EXERCISE PROMPT: Copy all entries exactly, and wherever an entry holds a picture, leave that picture out.

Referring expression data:
--- START ---
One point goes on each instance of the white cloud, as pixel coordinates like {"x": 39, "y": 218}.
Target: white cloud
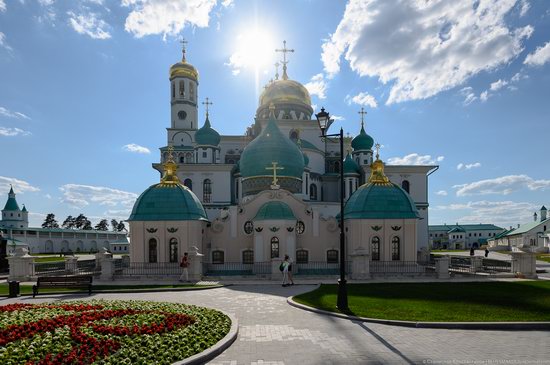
{"x": 502, "y": 213}
{"x": 363, "y": 98}
{"x": 422, "y": 47}
{"x": 539, "y": 57}
{"x": 19, "y": 186}
{"x": 167, "y": 17}
{"x": 8, "y": 113}
{"x": 83, "y": 195}
{"x": 462, "y": 166}
{"x": 132, "y": 147}
{"x": 503, "y": 185}
{"x": 497, "y": 85}
{"x": 11, "y": 132}
{"x": 89, "y": 24}
{"x": 415, "y": 159}
{"x": 317, "y": 86}
{"x": 3, "y": 43}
--- END ---
RESPONSE TO THE EXERCISE:
One point goes on each instance of the white cloud, as pixel coordinates like {"x": 39, "y": 218}.
Target: white cloud
{"x": 502, "y": 213}
{"x": 363, "y": 98}
{"x": 422, "y": 47}
{"x": 539, "y": 57}
{"x": 19, "y": 186}
{"x": 167, "y": 17}
{"x": 8, "y": 113}
{"x": 83, "y": 195}
{"x": 462, "y": 166}
{"x": 132, "y": 147}
{"x": 503, "y": 185}
{"x": 497, "y": 85}
{"x": 11, "y": 132}
{"x": 89, "y": 24}
{"x": 415, "y": 159}
{"x": 317, "y": 86}
{"x": 3, "y": 43}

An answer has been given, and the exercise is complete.